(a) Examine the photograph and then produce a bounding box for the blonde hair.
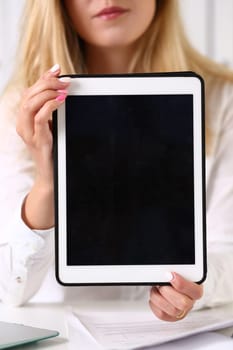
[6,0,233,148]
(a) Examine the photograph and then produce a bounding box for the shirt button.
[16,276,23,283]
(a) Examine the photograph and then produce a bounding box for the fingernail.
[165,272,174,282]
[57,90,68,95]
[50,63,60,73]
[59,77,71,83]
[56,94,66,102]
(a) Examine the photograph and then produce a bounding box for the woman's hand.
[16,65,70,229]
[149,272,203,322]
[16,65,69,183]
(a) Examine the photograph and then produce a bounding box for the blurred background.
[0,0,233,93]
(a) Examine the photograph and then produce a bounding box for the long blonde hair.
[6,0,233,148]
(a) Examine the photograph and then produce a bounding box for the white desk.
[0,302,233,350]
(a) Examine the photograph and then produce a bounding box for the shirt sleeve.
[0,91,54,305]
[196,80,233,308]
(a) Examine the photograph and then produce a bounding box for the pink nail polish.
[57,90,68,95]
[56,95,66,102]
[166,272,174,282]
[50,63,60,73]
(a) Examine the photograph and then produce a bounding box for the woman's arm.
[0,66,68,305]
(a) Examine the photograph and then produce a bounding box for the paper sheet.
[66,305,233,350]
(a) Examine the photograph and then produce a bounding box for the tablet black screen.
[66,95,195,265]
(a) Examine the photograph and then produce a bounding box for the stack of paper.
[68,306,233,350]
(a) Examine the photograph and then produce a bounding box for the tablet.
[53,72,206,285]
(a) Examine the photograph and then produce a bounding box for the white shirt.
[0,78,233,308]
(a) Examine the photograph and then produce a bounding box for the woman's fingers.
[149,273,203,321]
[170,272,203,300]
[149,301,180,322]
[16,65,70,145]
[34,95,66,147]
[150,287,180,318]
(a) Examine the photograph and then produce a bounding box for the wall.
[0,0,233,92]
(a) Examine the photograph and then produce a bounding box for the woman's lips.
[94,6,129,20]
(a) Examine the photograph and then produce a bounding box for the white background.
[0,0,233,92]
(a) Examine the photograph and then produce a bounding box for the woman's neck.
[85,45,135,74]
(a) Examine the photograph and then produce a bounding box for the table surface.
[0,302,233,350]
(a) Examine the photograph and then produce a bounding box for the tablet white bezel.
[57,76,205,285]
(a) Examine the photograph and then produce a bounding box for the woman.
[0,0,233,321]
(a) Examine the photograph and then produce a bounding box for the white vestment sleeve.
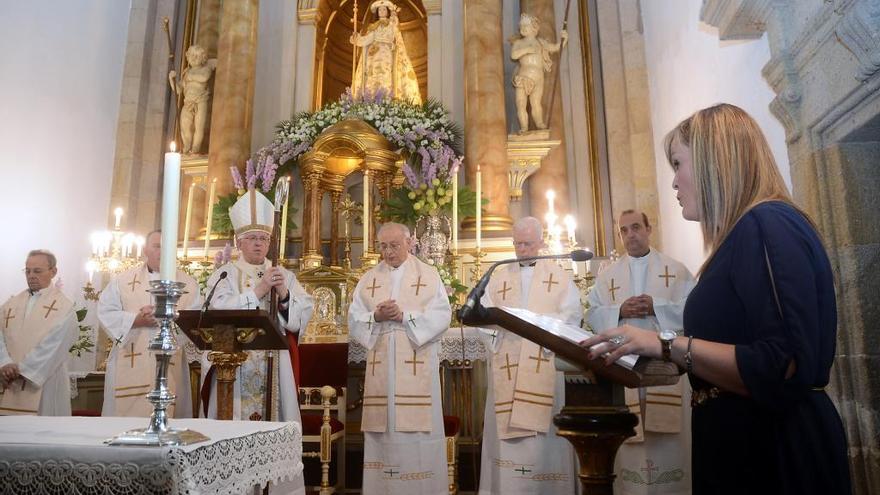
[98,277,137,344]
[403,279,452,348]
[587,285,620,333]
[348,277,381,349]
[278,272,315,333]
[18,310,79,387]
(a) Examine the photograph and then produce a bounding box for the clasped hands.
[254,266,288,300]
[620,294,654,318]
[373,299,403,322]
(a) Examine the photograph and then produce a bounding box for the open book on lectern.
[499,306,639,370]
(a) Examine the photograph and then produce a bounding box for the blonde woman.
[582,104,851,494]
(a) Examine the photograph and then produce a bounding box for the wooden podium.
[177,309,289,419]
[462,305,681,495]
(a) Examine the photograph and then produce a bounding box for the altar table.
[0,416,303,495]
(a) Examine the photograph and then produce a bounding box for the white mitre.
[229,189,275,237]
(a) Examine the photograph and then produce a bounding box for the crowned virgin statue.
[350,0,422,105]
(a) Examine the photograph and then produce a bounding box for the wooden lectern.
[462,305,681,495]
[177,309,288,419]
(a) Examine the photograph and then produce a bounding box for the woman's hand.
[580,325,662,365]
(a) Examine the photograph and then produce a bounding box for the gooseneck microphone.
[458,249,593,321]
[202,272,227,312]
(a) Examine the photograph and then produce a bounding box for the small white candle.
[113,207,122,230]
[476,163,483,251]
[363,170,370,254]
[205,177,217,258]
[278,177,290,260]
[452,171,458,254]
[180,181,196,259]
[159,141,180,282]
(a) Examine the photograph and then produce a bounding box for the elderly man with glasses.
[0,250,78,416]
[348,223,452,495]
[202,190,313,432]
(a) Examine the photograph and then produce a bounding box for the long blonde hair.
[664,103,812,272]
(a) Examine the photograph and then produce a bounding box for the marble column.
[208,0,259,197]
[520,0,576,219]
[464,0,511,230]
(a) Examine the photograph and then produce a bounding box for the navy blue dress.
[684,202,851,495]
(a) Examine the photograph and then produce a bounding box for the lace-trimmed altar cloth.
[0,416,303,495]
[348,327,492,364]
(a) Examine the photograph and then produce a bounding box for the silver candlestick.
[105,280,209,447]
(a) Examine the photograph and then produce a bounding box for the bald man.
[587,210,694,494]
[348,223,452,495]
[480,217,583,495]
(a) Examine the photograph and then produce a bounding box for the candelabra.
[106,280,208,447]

____

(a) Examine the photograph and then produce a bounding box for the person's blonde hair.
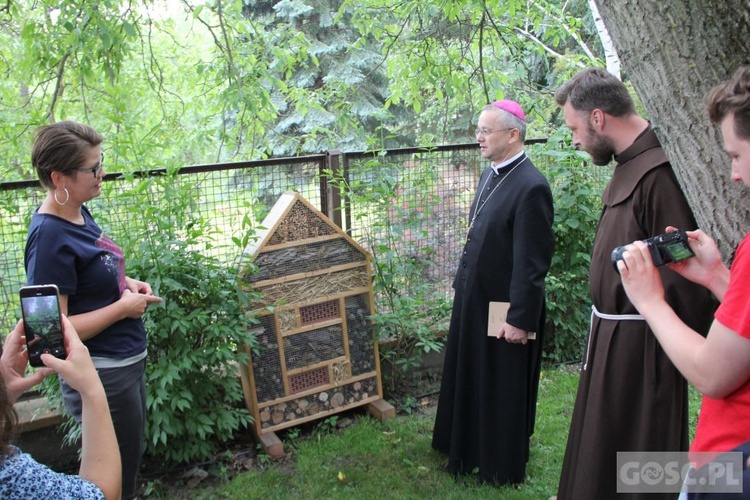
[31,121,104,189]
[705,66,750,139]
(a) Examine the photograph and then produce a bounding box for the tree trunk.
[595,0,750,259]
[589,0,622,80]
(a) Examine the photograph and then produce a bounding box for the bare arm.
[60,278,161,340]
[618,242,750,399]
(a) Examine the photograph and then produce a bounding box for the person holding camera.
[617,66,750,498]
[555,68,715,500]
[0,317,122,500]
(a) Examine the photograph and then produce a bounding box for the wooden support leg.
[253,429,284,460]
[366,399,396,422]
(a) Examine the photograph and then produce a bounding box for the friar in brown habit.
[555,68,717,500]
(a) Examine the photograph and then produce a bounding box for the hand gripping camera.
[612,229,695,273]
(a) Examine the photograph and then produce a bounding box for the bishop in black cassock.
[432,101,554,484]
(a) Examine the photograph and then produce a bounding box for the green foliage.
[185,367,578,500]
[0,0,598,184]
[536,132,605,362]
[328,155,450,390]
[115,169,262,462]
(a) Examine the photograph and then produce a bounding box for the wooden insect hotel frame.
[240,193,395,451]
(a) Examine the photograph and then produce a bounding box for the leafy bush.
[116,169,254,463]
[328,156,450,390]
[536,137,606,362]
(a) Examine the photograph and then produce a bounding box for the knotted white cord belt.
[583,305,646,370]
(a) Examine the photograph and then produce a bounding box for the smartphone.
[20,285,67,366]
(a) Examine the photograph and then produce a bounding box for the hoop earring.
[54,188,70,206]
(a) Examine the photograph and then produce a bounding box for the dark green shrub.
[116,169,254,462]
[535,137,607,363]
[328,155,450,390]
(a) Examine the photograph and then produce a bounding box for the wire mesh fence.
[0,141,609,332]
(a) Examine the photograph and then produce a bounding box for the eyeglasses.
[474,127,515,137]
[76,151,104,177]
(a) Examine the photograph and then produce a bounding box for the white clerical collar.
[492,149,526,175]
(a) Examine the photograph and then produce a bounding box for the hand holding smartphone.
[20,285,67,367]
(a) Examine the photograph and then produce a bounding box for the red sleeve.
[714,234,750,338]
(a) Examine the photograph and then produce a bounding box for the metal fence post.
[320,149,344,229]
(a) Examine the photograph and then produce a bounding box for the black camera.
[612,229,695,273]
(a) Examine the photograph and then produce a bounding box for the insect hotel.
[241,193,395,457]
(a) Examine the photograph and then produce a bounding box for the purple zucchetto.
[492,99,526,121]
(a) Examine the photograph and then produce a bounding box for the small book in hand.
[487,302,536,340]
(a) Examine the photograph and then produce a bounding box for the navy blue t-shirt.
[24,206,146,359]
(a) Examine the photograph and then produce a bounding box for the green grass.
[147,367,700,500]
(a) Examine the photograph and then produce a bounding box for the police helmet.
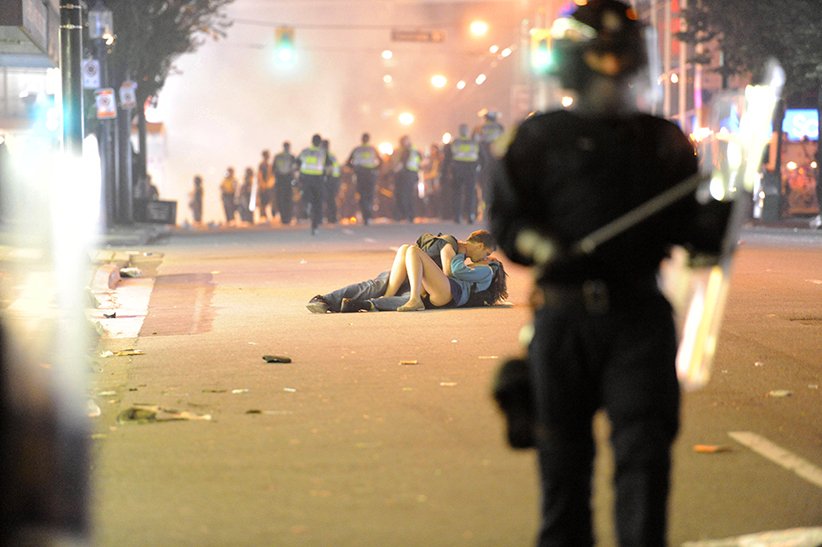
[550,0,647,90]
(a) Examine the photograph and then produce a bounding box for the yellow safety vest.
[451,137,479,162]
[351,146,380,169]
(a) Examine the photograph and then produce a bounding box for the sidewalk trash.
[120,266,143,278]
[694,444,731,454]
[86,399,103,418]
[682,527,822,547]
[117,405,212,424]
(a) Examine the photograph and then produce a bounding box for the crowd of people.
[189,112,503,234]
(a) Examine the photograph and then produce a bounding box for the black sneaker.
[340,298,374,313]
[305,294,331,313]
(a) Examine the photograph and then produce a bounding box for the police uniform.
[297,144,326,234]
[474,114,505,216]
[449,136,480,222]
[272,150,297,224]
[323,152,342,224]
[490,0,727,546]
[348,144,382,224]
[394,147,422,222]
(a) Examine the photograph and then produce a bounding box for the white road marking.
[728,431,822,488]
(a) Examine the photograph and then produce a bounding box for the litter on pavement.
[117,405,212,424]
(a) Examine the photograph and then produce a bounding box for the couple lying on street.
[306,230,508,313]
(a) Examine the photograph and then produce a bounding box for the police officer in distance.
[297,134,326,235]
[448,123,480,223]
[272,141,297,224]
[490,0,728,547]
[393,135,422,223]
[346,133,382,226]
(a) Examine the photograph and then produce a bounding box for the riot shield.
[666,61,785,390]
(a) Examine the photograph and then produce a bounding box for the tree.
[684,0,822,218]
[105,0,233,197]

____

Exercise instructions: Pick out every line of the rows above that contains the string "fence" (case counts), and copy each one.

Solution to this problem:
(a) Examine the photograph and then produce a bounding box for the wire mesh fence.
(a) Examine the photograph and then produce a bounding box for the metal fence post.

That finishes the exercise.